On the cheap end the Koss PortaPro is a classic. Literally, as they have been
around since 1984. If you're looking for in-ear phones Shure is getting pretty
good reviews. If you're like me and don't want to spend over $1,000 on
something really spectacular your best bet is comparing some reviews of
products like the Sennheiser HD 650, the Beyerdynamic DT 880 and similarly
priced models from AKG and Grado.

I'm no audiophile, so for me a large part of the decision was how the products
looked and if they seemed comfortable. The construction and materials mattered
to me as well. I'm clumsy and drop them on the floor a few times a day. My
headphones have survived the ill treatment I've given them for several years
now, so I must admit I'm pretty happy with them.

If you're going to buy something over $100 you should read reviews to find out
what works best for the sort of things you want to listen to. Different
headphones are better for different kinds of sound. The ones I use don't have
the best reviews for classical music, for example. Classical music sounds
pretty great on them to my untrained ear, but if that is your favorite kind of
music there are better options out there.

Obviously, your input system matters as well. A really high-end product is a
waste of money if you're going to listen to MP3's. The hardware is really
important as well, so models that cost more than a few hundred dollars are
probably going to cost you much more than that if you want to get an audio
system that does justice to them.

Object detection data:
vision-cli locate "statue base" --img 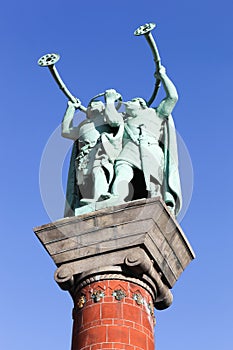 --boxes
[34,198,195,350]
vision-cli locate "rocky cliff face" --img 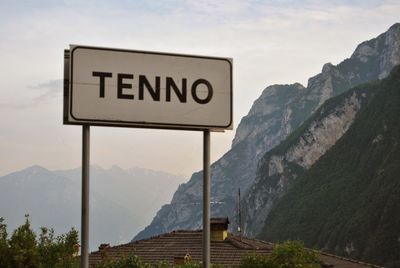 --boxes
[135,24,400,239]
[258,65,400,267]
[244,89,376,236]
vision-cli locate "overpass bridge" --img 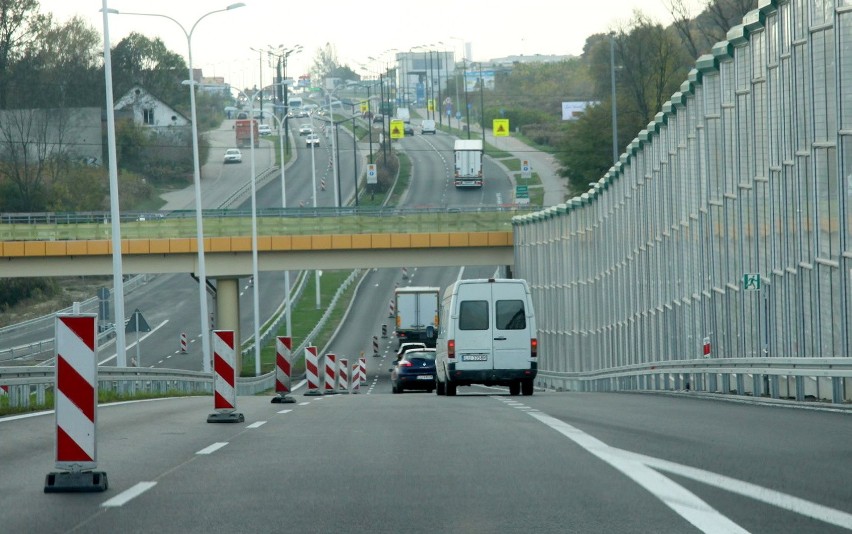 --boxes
[0,207,530,278]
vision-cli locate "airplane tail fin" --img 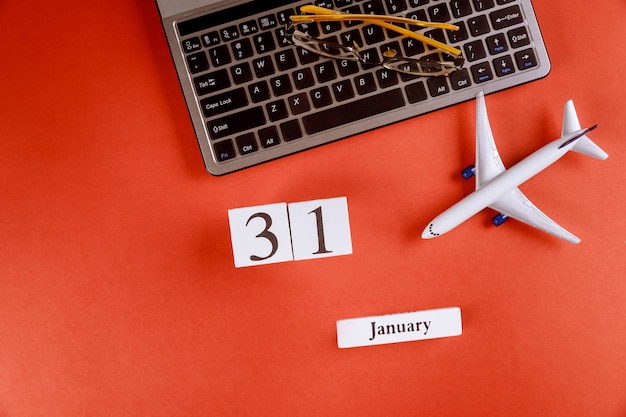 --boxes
[561,100,609,159]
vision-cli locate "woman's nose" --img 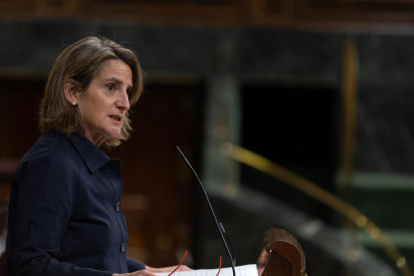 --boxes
[117,92,131,111]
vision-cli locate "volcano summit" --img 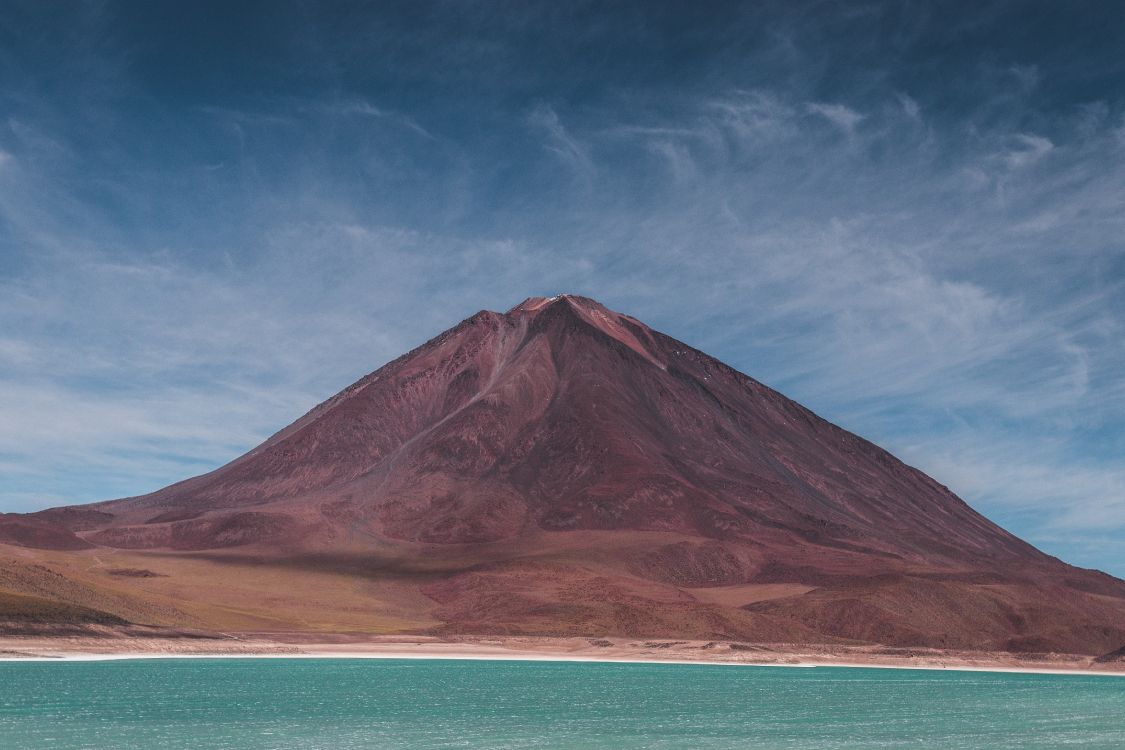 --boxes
[0,296,1125,654]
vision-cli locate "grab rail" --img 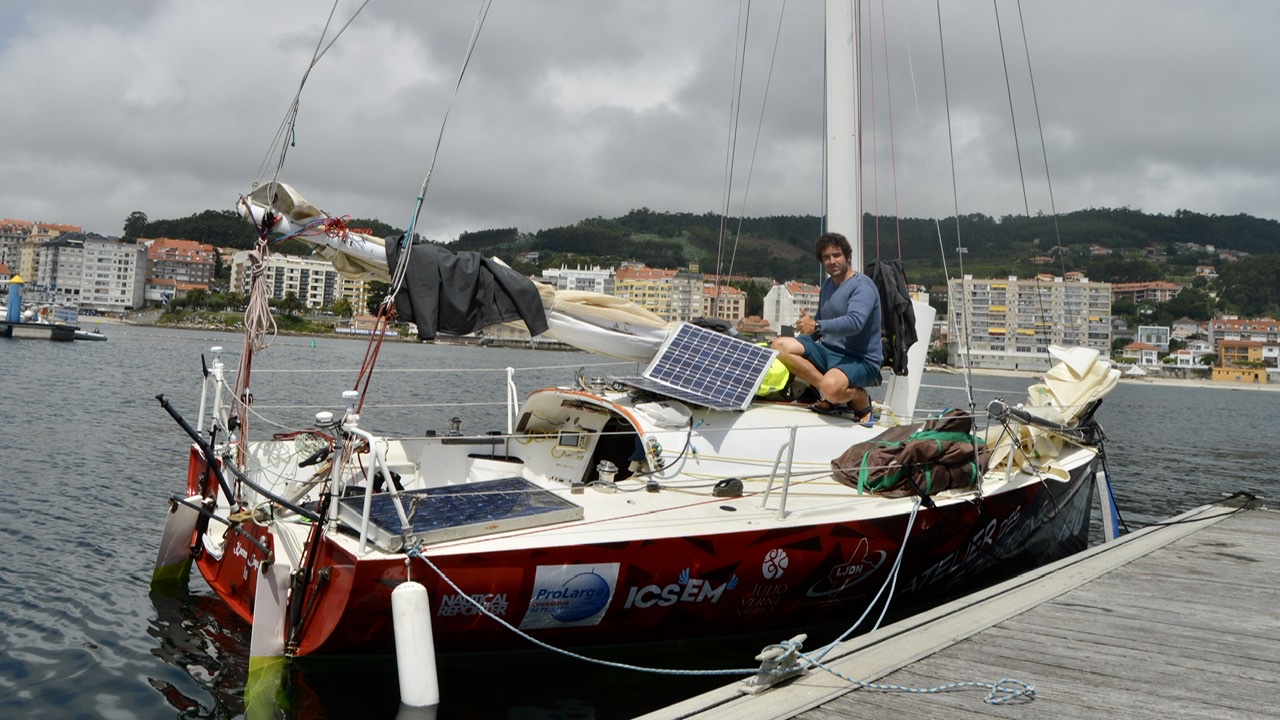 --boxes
[760,425,796,520]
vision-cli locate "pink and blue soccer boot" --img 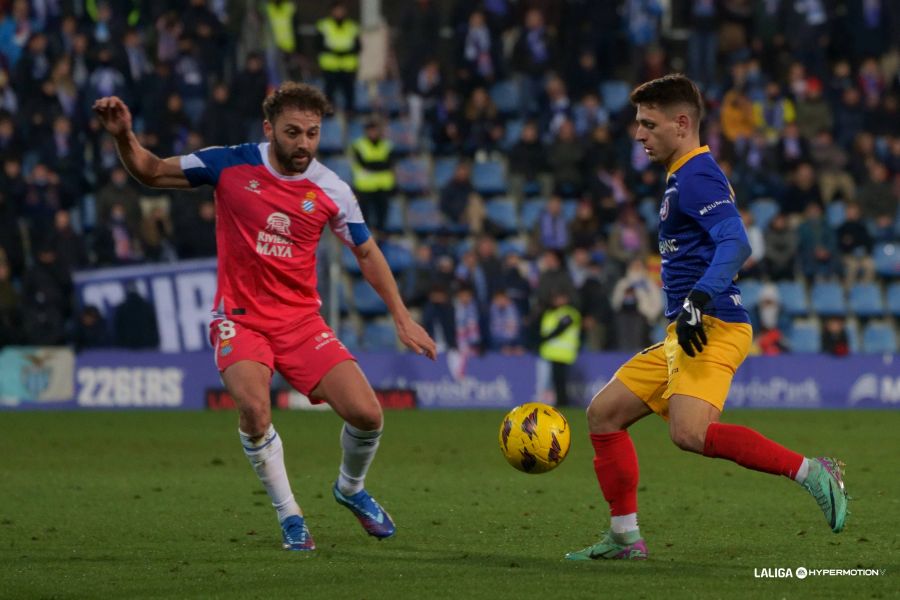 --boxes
[333,483,396,539]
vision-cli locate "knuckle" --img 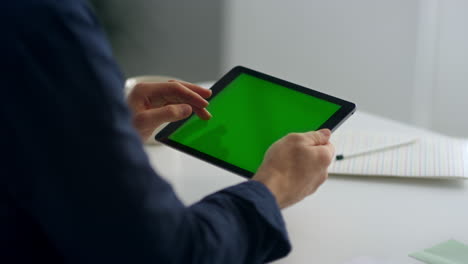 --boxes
[286,133,303,142]
[133,112,148,126]
[165,105,180,116]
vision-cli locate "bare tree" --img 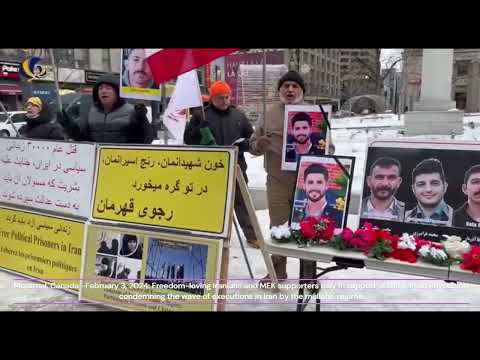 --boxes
[355,49,402,95]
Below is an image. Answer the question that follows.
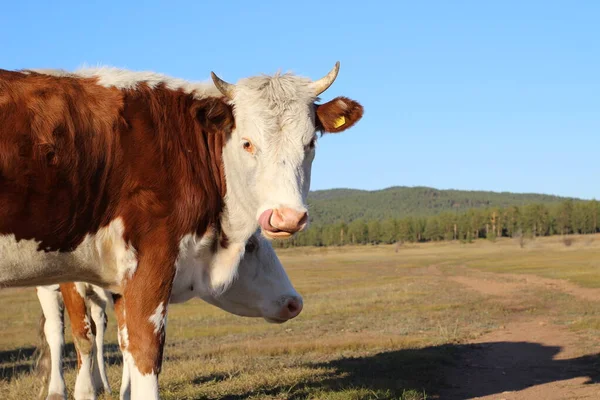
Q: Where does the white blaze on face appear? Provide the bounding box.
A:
[170,232,302,322]
[200,234,302,322]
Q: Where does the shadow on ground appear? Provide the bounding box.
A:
[0,342,600,400]
[213,342,600,400]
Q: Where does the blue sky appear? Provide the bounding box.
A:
[0,0,600,199]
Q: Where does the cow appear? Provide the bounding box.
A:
[37,234,303,400]
[0,62,363,399]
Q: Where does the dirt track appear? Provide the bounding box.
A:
[440,268,600,400]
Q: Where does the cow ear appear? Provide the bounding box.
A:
[193,97,235,135]
[316,97,363,133]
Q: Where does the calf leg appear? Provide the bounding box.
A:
[88,286,111,393]
[60,282,96,400]
[36,286,67,400]
[113,294,131,400]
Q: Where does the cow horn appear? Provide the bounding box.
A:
[210,71,235,100]
[312,61,340,96]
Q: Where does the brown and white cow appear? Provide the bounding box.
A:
[37,234,302,400]
[0,64,362,399]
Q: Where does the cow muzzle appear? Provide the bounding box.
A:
[258,207,308,239]
[265,296,303,324]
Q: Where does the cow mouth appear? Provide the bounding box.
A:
[258,210,294,239]
[263,317,288,325]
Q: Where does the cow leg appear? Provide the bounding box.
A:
[60,282,96,400]
[122,238,177,400]
[36,286,67,400]
[112,294,131,400]
[89,286,111,393]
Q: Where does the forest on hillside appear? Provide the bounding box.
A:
[308,186,577,225]
[275,199,600,247]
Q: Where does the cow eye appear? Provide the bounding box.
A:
[242,138,254,154]
[246,240,256,253]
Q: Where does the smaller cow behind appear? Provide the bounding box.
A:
[37,234,302,400]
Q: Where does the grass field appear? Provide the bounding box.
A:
[0,236,600,400]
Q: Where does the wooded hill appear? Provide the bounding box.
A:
[275,188,600,247]
[308,186,577,225]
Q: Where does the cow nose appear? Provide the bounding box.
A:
[271,207,308,233]
[279,297,302,320]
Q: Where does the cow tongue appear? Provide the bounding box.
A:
[258,210,279,232]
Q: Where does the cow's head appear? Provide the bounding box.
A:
[212,62,363,240]
[186,233,302,323]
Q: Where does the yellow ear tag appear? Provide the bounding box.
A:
[333,115,346,129]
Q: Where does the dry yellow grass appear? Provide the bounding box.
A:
[0,236,600,400]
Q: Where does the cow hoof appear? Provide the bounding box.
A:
[46,393,67,400]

* _Your tasks_
[a] Write out the entire passage about choosing headphones word for word.
[b] Edit the records from the line with "Q: Where does the cow ear" through the end of the records so that "wooded hill" reads "tree-covered hill", keeping everything else unchanged, and return only those lines.
These records are unrelated to the text.

* _Responses by task_
[a]
On the cheap end the Koss PortaPro is a classic. Literally, as they have been
around since 1984. If you're looking for in-ear phones Shure is getting pretty
good reviews. If you're like me and don't want to spend over $1,000 on
something really spectacular your best bet is comparing some reviews of
products like the Sennheiser HD 650, the Beyerdynamic DT 880 and similarly
priced models from AKG and Grado.

I'm no audiophile, so for me a large part of the decision was how the products
looked and if they seemed comfortable. The construction and materials mattered
to me as well. I'm clumsy and drop them on the floor a few times a day. My
headphones have survived the ill treatment I've given them for several years
now, so I must admit I'm pretty happy with them.

If you're going to buy something over $100 you should read reviews to find out
what works best for the sort of things you want to listen to. Different
headphones are better for different kinds of sound. The ones I use don't have
the best reviews for classical music, for example. Classical music sounds
pretty great on them to my untrained ear, but if that is your favorite kind of
music there are better options out there.

Obviously, your input system matters as well. A really high-end product is a
waste of money if you're going to listen to MP3's. The hardware is really
important as well, so models that cost more than a few hundred dollars are
probably going to cost you much more than that if you want to get an audio
system that does justice to them.

[b]
Q: Where does the cow ear appear? Provide the bounding box.
A:
[193,97,235,135]
[316,97,363,133]
Q: Where does the calf leg appear? Provide the bounding box.
A:
[88,286,111,393]
[60,282,96,400]
[36,286,67,400]
[113,294,131,400]
Q: Where does the cow horn appear? Provide the bounding box.
A:
[210,71,235,100]
[312,61,340,96]
Q: Where does the brown and white cow appear? Provide the bounding box.
A:
[37,234,302,400]
[0,64,362,399]
Q: Where does the cow muzzle appear? Provide the bounding box.
A:
[258,207,308,239]
[265,296,303,324]
Q: Where does the cow mouth appear? Provide the bounding box.
A:
[258,210,294,239]
[263,317,288,325]
Q: Where does the cow leg appear? Provide the bounding box.
A:
[60,282,96,400]
[122,238,177,400]
[36,286,67,400]
[112,294,131,400]
[89,286,111,393]
Q: Where does the forest on hillside appear? Provide the bounding box.
A:
[308,186,577,225]
[275,199,600,247]
Q: Where does the cow eye appear? Provide the bounding box.
A:
[242,138,254,154]
[246,240,256,253]
Q: Where does the smaller cow behind appear? Provide the bounding box.
A:
[37,234,302,400]
Q: Where does the grass field appear? Provide the bounding box.
A:
[0,236,600,400]
Q: Where does the tree-covered hill appear? Provide the bounding box.
A:
[275,188,600,247]
[308,186,577,225]
Q: Where does the cow nose appear? Provide the bounding box.
A:
[271,207,308,233]
[279,297,302,320]
Q: Where does the cow tongue appear? Provide the bounding box.
A:
[258,210,279,232]
Q: Where does the cow's head appear? Provide the bounding box.
A:
[212,62,363,240]
[186,233,302,323]
Q: Where does the yellow ear tag appear? Provide the bounding box.
A:
[333,115,346,129]
Q: Where does the dry yellow grass appear? Provide the bounding box.
A:
[0,236,600,400]
Q: Where does the cow hoof appear? Provide the bounding box.
A:
[46,393,67,400]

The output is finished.